▶ [Excerpted passage]:
BEGIN

What Will Be? / Yoani Sanchez #Cuba

die_plaza
Early Monday morning, the line outside the Department of Immigration and Aliens (DIE) in Plaza

El Sexto has said he will paint a graffiti on my suitcase; a neighbor gave me an amulet for the journey, and a certain friend noted his shoe size so I can bring him a pair. They said goodbye to me although I still haven’t left. I don’t even have a flight date. But something has changed for me since January 14 when the Migratory Reform announced last October went into effect. After waiting 24 hours outside the Department of Immigration and Aliens (DIE) I knew that finally they would issue me a new passport. With twenty “white cards” – the former exit permit – denied in five years, I confess I was more skeptical than hopeful. Even now, I will only believe I made it when I watch the plane lift off from inside.

It has been a long battle fought by many. A very long road of demanding that entering and leaving our country is an inalienable right, not a gift to be given. Although the flexibilizations in Decree-Law 302 are insufficient, not even these would have been achieved if we’d stood around with our arms crossed. They are not the fruit of a magnanimous gesture, but the result of systematic denunciations made against the absurdities of travel and immigration.

Hence my intention to continue “pushing the limits” of reform, to experience first hand how far the willingness to change really goes. To transcend national frontiers I will make no concessions. If the Yoani Sánchez that I am cannot travel, I am not going to metamorphose myself into someone else to do it. Nor, once abroad, will I disguise my opinions so they will let me “leave again” or to please certain ears, nor will I take refuge in silence about that for which they can refuse to let me return. I will say what I think of my country and of the absence of freedoms we Cubans suffer. No passport will function as a gag for me, no trip as bait.

These particulars clarified, I am preparing the itinerary for my stay outside of Cuba. I hope to be able to participate in numerous events that will help me grow professionally and civically, to answer questions, to clarify details of the smear campaigns that have been launched against me… and in my absence. I will visit those places that once invited me, when the will of a few wouldn’t let me come; I will navigate the Internet like one obsessed, and once again climb mountains I haven’t seen for nearly ten years. But what I am most passionate about is that I am going to meet many of you, my readers. I have the first symptoms of this anxiety; the butterflies in my stomach provoked by the proximity of the unknown, and the waking up in the middle of the night asking myself, what will you look like, sound like? And me? Will I be as you imagine me?

END

▶ [Required tasks]:
1. Answer these questions from the post "What Will Be?":
(a) How many "white cards" were denied to the writer in five years?
(b) Which decree-law contains the flexibilizations the writer calls insufficient?
(c) For about how long has the writer not seen the mountains she hopes to climb again?
2. Rewrite the post "What Will Be?" from "Hence my intention" up to and including "trip as bait.", switching "passport" to "travel document".
The records are separate material.

▶ [Supplied information]:
BEGIN

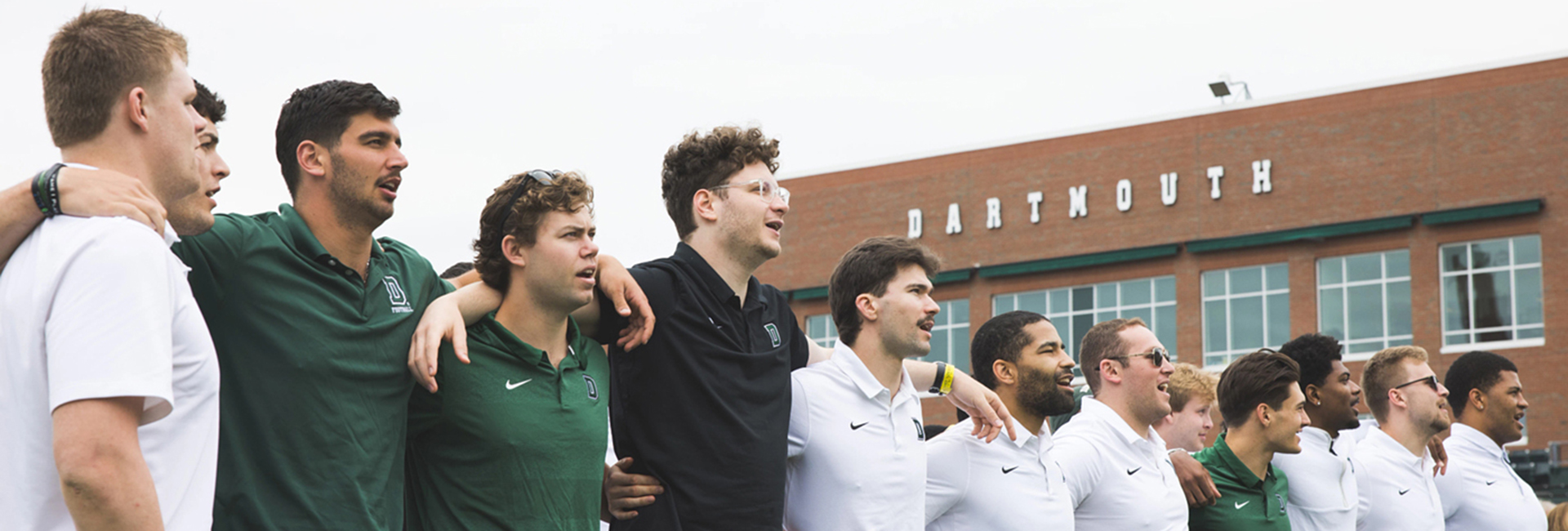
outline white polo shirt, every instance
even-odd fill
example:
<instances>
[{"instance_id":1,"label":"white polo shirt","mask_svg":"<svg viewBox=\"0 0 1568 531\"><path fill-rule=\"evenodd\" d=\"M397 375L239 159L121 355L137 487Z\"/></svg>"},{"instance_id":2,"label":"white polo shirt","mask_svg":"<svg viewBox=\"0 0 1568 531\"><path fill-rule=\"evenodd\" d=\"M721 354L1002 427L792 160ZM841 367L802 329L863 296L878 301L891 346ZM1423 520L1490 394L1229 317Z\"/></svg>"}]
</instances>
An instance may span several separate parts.
<instances>
[{"instance_id":1,"label":"white polo shirt","mask_svg":"<svg viewBox=\"0 0 1568 531\"><path fill-rule=\"evenodd\" d=\"M1508 454L1469 424L1454 423L1443 442L1449 471L1433 478L1449 531L1544 531L1535 489L1513 471Z\"/></svg>"},{"instance_id":2,"label":"white polo shirt","mask_svg":"<svg viewBox=\"0 0 1568 531\"><path fill-rule=\"evenodd\" d=\"M1051 426L1030 434L1013 421L1018 440L986 443L971 435L974 418L925 443L927 531L1073 531L1066 476L1051 457Z\"/></svg>"},{"instance_id":3,"label":"white polo shirt","mask_svg":"<svg viewBox=\"0 0 1568 531\"><path fill-rule=\"evenodd\" d=\"M0 273L0 520L75 529L53 454L55 407L143 396L136 435L166 529L210 529L218 357L177 241L125 218L50 218Z\"/></svg>"},{"instance_id":4,"label":"white polo shirt","mask_svg":"<svg viewBox=\"0 0 1568 531\"><path fill-rule=\"evenodd\" d=\"M1275 453L1273 465L1284 471L1290 486L1286 514L1295 531L1348 531L1356 526L1356 471L1350 456L1356 437L1341 431L1330 439L1320 428L1301 428L1301 453Z\"/></svg>"},{"instance_id":5,"label":"white polo shirt","mask_svg":"<svg viewBox=\"0 0 1568 531\"><path fill-rule=\"evenodd\" d=\"M1394 437L1372 429L1350 461L1361 495L1356 531L1443 529L1443 503L1432 482L1433 461L1425 448L1421 456L1411 454Z\"/></svg>"},{"instance_id":6,"label":"white polo shirt","mask_svg":"<svg viewBox=\"0 0 1568 531\"><path fill-rule=\"evenodd\" d=\"M894 395L840 341L833 359L790 374L786 529L925 525L920 398L898 371Z\"/></svg>"},{"instance_id":7,"label":"white polo shirt","mask_svg":"<svg viewBox=\"0 0 1568 531\"><path fill-rule=\"evenodd\" d=\"M1110 406L1083 396L1052 453L1079 531L1187 529L1187 497L1154 428L1138 435Z\"/></svg>"}]
</instances>

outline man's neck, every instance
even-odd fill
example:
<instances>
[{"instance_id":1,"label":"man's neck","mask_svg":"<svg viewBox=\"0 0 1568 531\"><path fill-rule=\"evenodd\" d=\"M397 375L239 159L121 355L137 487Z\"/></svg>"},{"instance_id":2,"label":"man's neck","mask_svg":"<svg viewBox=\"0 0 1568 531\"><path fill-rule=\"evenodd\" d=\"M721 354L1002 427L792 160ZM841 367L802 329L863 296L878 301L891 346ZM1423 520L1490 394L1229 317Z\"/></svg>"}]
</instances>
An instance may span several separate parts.
<instances>
[{"instance_id":1,"label":"man's neck","mask_svg":"<svg viewBox=\"0 0 1568 531\"><path fill-rule=\"evenodd\" d=\"M370 269L370 249L375 247L372 233L376 227L345 224L329 199L306 199L301 194L295 197L295 211L328 254L359 273L361 280L365 279Z\"/></svg>"},{"instance_id":2,"label":"man's neck","mask_svg":"<svg viewBox=\"0 0 1568 531\"><path fill-rule=\"evenodd\" d=\"M1264 479L1269 473L1269 462L1273 461L1273 450L1269 450L1269 442L1262 435L1262 428L1248 423L1247 426L1231 429L1225 434L1225 445L1231 446L1231 453L1236 459L1240 459L1247 470L1251 470L1258 479Z\"/></svg>"},{"instance_id":3,"label":"man's neck","mask_svg":"<svg viewBox=\"0 0 1568 531\"><path fill-rule=\"evenodd\" d=\"M538 304L521 280L511 279L511 288L502 298L500 309L495 309L495 323L524 343L544 351L550 365L560 367L566 359L566 316L571 312Z\"/></svg>"},{"instance_id":4,"label":"man's neck","mask_svg":"<svg viewBox=\"0 0 1568 531\"><path fill-rule=\"evenodd\" d=\"M1380 420L1378 429L1399 442L1400 446L1405 446L1405 450L1410 450L1414 456L1424 456L1427 451L1427 442L1432 440L1432 435L1436 435L1436 432L1421 429L1411 423L1410 418L1403 417L1389 418L1386 423Z\"/></svg>"},{"instance_id":5,"label":"man's neck","mask_svg":"<svg viewBox=\"0 0 1568 531\"><path fill-rule=\"evenodd\" d=\"M735 296L740 298L740 304L746 304L746 287L751 276L762 266L762 262L751 263L751 260L737 258L724 247L723 241L715 238L713 230L693 233L691 241L687 241L687 244L713 268L713 273L718 273L720 279L724 279L729 290L735 291Z\"/></svg>"},{"instance_id":6,"label":"man's neck","mask_svg":"<svg viewBox=\"0 0 1568 531\"><path fill-rule=\"evenodd\" d=\"M861 357L861 363L866 363L866 368L889 395L898 396L898 387L903 384L903 356L889 352L881 338L877 337L877 331L867 327L861 329L861 335L855 338L855 343L850 343L850 349Z\"/></svg>"}]
</instances>

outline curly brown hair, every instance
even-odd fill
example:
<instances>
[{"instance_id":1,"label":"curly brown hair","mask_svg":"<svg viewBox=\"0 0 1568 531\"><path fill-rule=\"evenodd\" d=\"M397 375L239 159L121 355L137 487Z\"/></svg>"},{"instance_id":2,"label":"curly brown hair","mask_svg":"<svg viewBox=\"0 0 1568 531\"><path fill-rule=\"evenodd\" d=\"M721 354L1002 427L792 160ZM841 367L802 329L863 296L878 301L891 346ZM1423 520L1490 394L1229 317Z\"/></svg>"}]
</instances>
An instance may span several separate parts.
<instances>
[{"instance_id":1,"label":"curly brown hair","mask_svg":"<svg viewBox=\"0 0 1568 531\"><path fill-rule=\"evenodd\" d=\"M707 135L687 133L681 144L665 152L663 179L665 210L676 222L676 233L684 241L696 230L691 216L691 196L698 190L723 185L750 164L762 163L768 171L778 171L779 141L762 135L760 128L735 125L715 127ZM724 194L726 190L718 190Z\"/></svg>"},{"instance_id":2,"label":"curly brown hair","mask_svg":"<svg viewBox=\"0 0 1568 531\"><path fill-rule=\"evenodd\" d=\"M555 175L549 186L541 183L528 185L517 199L506 204L517 191L517 186L533 180L528 174L516 174L506 179L480 211L480 238L474 240L474 269L489 287L506 293L511 287L511 262L502 252L500 241L508 235L517 238L524 246L532 246L539 238L539 224L550 211L575 213L588 208L593 213L593 186L579 172L563 172ZM505 222L505 226L502 226Z\"/></svg>"}]
</instances>

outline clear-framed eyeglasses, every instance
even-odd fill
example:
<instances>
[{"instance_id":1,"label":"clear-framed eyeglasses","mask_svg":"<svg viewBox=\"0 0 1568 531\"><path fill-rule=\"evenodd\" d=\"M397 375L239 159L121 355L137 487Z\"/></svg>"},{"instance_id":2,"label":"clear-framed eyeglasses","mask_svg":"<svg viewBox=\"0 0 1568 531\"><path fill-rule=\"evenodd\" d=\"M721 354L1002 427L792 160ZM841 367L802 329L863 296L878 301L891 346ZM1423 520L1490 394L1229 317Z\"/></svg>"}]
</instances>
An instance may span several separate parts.
<instances>
[{"instance_id":1,"label":"clear-framed eyeglasses","mask_svg":"<svg viewBox=\"0 0 1568 531\"><path fill-rule=\"evenodd\" d=\"M751 188L751 186L756 186L756 188ZM771 180L753 179L753 180L748 180L748 182L743 182L743 183L718 185L718 186L713 186L713 188L709 188L709 190L720 190L720 188L745 188L746 191L754 193L759 197L762 197L762 200L773 202L773 197L778 197L786 205L789 205L789 190L784 188L784 186L779 186L778 183L775 183Z\"/></svg>"}]
</instances>

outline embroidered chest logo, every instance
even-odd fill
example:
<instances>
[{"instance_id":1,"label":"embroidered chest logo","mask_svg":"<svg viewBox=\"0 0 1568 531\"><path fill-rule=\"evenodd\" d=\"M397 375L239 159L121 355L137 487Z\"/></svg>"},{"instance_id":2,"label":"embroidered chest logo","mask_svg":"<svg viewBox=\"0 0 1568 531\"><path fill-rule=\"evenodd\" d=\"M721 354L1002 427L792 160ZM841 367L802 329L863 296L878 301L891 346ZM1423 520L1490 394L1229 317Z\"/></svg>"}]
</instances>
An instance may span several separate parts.
<instances>
[{"instance_id":1,"label":"embroidered chest logo","mask_svg":"<svg viewBox=\"0 0 1568 531\"><path fill-rule=\"evenodd\" d=\"M768 338L773 340L773 346L784 345L784 340L779 338L779 327L778 326L773 326L773 323L768 323L768 324L764 324L762 329L768 331Z\"/></svg>"},{"instance_id":2,"label":"embroidered chest logo","mask_svg":"<svg viewBox=\"0 0 1568 531\"><path fill-rule=\"evenodd\" d=\"M403 285L397 282L397 277L381 277L381 284L387 287L387 302L392 302L392 313L414 312L414 307L408 304L408 293L403 291Z\"/></svg>"}]
</instances>

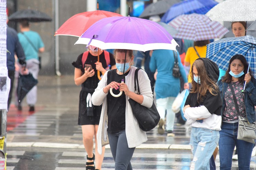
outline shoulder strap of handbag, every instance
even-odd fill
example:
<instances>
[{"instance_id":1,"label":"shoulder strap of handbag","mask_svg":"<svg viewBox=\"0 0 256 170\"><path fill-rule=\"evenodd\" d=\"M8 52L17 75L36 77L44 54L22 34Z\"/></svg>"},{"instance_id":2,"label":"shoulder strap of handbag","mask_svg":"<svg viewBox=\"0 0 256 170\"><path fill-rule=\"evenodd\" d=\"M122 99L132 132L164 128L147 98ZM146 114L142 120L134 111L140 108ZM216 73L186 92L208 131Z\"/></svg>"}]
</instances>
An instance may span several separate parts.
<instances>
[{"instance_id":1,"label":"shoulder strap of handbag","mask_svg":"<svg viewBox=\"0 0 256 170\"><path fill-rule=\"evenodd\" d=\"M31 42L31 41L30 40L29 38L28 38L28 37L24 33L24 32L21 32L21 33L22 34L23 36L25 37L25 38L26 38L26 39L27 39L27 40L28 40L28 42L31 45L31 46L32 46L32 47L33 47L33 48L34 49L34 50L35 50L35 51L36 51L36 52L38 52L38 51L37 50L36 50L36 48L35 47L35 46L34 46L34 44L33 44L33 43Z\"/></svg>"},{"instance_id":2,"label":"shoulder strap of handbag","mask_svg":"<svg viewBox=\"0 0 256 170\"><path fill-rule=\"evenodd\" d=\"M198 53L198 52L197 52L197 51L196 51L196 50L195 49L195 46L194 46L193 47L194 47L194 49L195 49L195 52L196 53L196 54L197 54L197 55L198 56L198 57L199 57L199 58L201 58L201 57L200 57L200 56L199 56L199 54Z\"/></svg>"},{"instance_id":3,"label":"shoulder strap of handbag","mask_svg":"<svg viewBox=\"0 0 256 170\"><path fill-rule=\"evenodd\" d=\"M137 90L137 88L138 87L138 93L140 94L139 92L139 80L138 78L138 72L139 71L139 70L142 69L140 68L137 68L135 70L135 73L134 73L134 86L135 90ZM137 82L137 83L136 83Z\"/></svg>"},{"instance_id":4,"label":"shoulder strap of handbag","mask_svg":"<svg viewBox=\"0 0 256 170\"><path fill-rule=\"evenodd\" d=\"M229 83L228 84L230 87L230 89L231 89L231 92L232 92L232 94L233 95L233 98L234 98L234 101L235 102L235 106L236 107L236 110L237 113L238 113L239 116L240 116L240 111L239 111L239 109L238 108L238 104L237 104L237 100L236 100L236 97L235 94L235 91L234 91L234 89L233 88L232 84L231 84L231 83Z\"/></svg>"},{"instance_id":5,"label":"shoulder strap of handbag","mask_svg":"<svg viewBox=\"0 0 256 170\"><path fill-rule=\"evenodd\" d=\"M173 50L173 56L174 56L174 63L178 64L178 58L177 57L176 54L177 54L177 52L175 51L176 52L174 52L174 50Z\"/></svg>"}]
</instances>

END

▶ [Answers by item]:
1.
(a) Twenty.
(b) Decree-Law 302.
(c) Nearly ten years.

2.
Hence my intention to continue “pushing the limits” of reform, to experience first hand how far the willingness to change really goes. To transcend national frontiers I will make no concessions. If the Yoani Sánchez that I am cannot travel, I am not going to metamorphose myself into someone else to do it. Nor, once abroad, will I disguise my opinions so they will let me “leave again” or to please certain ears, nor will I take refuge in silence about that for which they can refuse to let me return. I will say what I think of my country and of the absence of freedoms we Cubans suffer. No travel document will function as a gag for me, no trip as bait.